YOUR INSTRUCTIONS:
Return all entries word for word, but drop any images.

TASK INPUT:
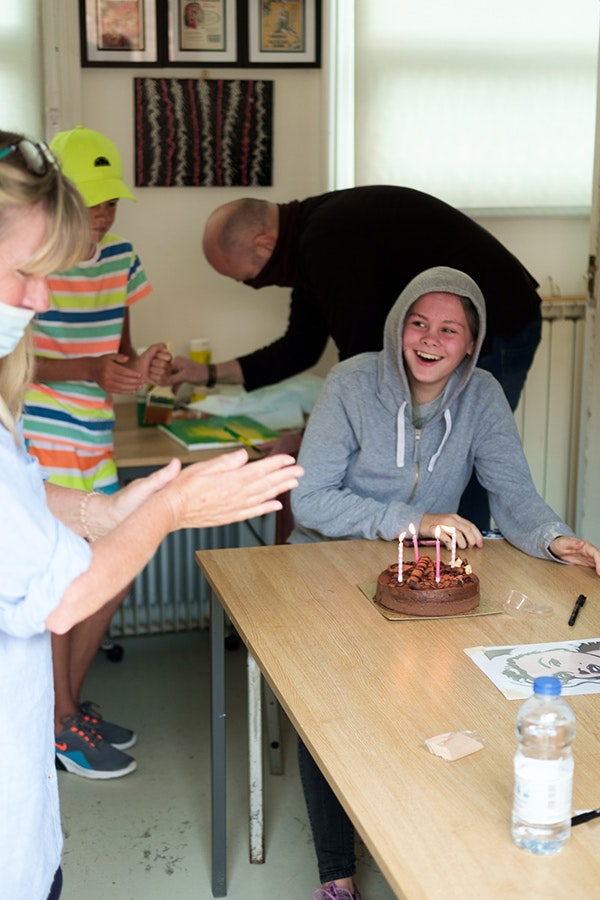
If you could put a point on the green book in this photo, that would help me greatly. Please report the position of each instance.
(218, 431)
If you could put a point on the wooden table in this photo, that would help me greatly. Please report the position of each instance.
(364, 693)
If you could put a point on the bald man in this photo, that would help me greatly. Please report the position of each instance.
(347, 255)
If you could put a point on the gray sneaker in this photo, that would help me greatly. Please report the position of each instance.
(119, 737)
(81, 750)
(333, 892)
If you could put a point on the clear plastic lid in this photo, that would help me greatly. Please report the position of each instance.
(547, 686)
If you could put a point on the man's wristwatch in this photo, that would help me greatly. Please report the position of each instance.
(212, 375)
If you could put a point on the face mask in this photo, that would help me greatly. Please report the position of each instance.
(13, 322)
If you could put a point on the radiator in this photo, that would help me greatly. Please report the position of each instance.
(548, 414)
(170, 594)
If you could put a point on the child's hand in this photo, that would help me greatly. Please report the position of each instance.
(113, 374)
(154, 364)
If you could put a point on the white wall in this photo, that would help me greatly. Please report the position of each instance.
(165, 226)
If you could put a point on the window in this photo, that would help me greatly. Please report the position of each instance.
(487, 106)
(20, 69)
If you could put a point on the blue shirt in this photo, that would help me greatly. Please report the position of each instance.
(39, 558)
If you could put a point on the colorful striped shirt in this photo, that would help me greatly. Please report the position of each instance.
(69, 424)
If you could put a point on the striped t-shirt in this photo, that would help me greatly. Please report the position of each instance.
(68, 424)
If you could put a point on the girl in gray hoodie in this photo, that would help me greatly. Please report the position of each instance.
(394, 435)
(392, 441)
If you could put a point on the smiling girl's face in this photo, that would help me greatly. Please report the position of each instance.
(435, 340)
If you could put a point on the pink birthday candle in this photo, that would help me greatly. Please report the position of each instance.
(411, 528)
(451, 531)
(400, 554)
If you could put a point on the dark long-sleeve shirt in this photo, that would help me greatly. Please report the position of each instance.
(347, 255)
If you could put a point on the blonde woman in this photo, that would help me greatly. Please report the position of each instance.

WRITTEN ANSWER:
If you could put a point on the green book in this photo, that would help me greatly. Please report the position of each instance.
(218, 431)
If you could put a point on the wooden table in this photo, that would help me greatly. Please report the position of each instance.
(364, 693)
If you could put a point on the bald man in this photo, that would help me greatly. Please report the position of each instance.
(347, 255)
If you could put a point on the gray sneaker in this photo, that would help me greatly. Please report the position of each instance.
(119, 737)
(81, 750)
(333, 892)
If you could put a point on the clear plastic lid in this photo, that would help me greatly. Please report the position of each instance.
(547, 686)
If you could put a point on the man's wristwatch in this photo, that would help me greatly. Please report the position of each instance.
(212, 375)
If you could put a point on the face mask in this photo, that would help me greatly. Please report the position of each instance.
(13, 322)
If you could put a point on the radiator in this photo, that would help me greatly. Please report the position of each instance.
(548, 414)
(170, 594)
If you could put a point on the child's hand in this photo, that would help me greatly. Please report the position of each instance.
(113, 374)
(154, 364)
If you could put a point on the white wall in this photo, that would help me greatly. Please report the position of each instance.
(165, 226)
If you could put a point on the window in this photo, that would help me greatly. Please report the position of each instance.
(487, 106)
(20, 69)
If you could put a point on the blue shirt in this photo, that would help me greatly. Please report the position of each instance.
(39, 558)
If you could put a point on the colorful striped shirt in this photo, that would help me greatly. Please report the position of each instance.
(69, 424)
If you could put a point on the striped t-shirt in this photo, that would help me greatly. Please report the position of each instance.
(68, 424)
If you could put a point on the girl in gray hoodie in this photo, that would help me greatly. Please report the position of each instance.
(394, 435)
(392, 441)
If you could put a point on the smiling girl's face in this photo, that would help me greatly. Please report the position of each instance.
(435, 340)
If you could put a point on the pink birthday candle in this photo, that would help me greatly. Please report the position of each instance.
(411, 528)
(451, 531)
(400, 554)
If you could put a point on the dark long-sleeve shirt in this photo, that would help me greatly. Please report the position of each instance.
(347, 255)
If you could put a point on the blonde woman in this photo, that would help me greatly. Please report the position of each instance.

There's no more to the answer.